Collect each line of the data below that contains the word "section".

[Box-labeled dataset extracts]
□ □ □ □ □ □ □

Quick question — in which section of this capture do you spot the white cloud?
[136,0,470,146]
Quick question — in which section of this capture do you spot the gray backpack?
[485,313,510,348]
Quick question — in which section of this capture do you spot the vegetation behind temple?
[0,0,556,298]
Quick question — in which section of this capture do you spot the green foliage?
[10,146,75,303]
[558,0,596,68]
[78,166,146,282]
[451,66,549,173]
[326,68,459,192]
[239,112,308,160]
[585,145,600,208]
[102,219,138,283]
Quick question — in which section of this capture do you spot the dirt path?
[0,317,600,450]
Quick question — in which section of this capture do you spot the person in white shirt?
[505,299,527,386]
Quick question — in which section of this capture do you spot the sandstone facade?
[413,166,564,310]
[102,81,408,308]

□ □ □ □ □ □ □

Exercise answer:
Quick question — in which section of this capture do you spot the white cloud?
Quick question — in which section of this capture do you spot the gray backpack?
Quick question — in which section of this capture do you spot the vegetation behind temple?
Quick question — in which section of this capture do you spot the green foliage?
Quick question — in which section of this capture do you spot the dirt path?
Quick question — in which section of this capture do you spot the person in white shirt?
Quick question — in which section of this capture do you spot the sandstone facade?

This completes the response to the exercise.